[Entries taken from a collection]
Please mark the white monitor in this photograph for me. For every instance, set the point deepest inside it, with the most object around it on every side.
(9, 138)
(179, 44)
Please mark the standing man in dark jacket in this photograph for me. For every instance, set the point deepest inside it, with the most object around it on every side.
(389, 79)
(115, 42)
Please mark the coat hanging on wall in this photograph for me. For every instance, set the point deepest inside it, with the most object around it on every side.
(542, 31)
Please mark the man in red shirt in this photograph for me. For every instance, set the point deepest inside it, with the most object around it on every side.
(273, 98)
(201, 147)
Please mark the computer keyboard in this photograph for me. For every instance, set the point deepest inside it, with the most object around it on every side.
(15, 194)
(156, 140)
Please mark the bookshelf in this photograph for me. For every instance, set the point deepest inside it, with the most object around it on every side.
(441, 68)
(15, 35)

## Problem to solve
What is needed is a full, exact copy of the records.

## Result of the exercise
Please mark the white monitor in this photograph for me. For every instance, set the point deepest inside it, with the most object around it on every side.
(9, 138)
(179, 44)
Please mark the standing man in dark jacket in this photograph for me. For every instance, set the point deepest inside it, with the most object around it on every side.
(389, 79)
(115, 42)
Please mark the coat hanging on wall in this photograph for me. For every instance, set the point deepest inside it, with the most object around it on every side.
(542, 31)
Please mark the man in red shirt in this photograph for me. For every instance, set the point deepest inside it, with the most object around it on every side.
(273, 98)
(201, 147)
Please mark the computer keyboard in this photograph for me. For every instance, set the point deepest inside it, with the most object around it on every side.
(15, 194)
(156, 140)
Please mark the bookshelf in this photograph for me. For every instance, set the point deepest inside it, with the most object around it on every side.
(441, 68)
(15, 35)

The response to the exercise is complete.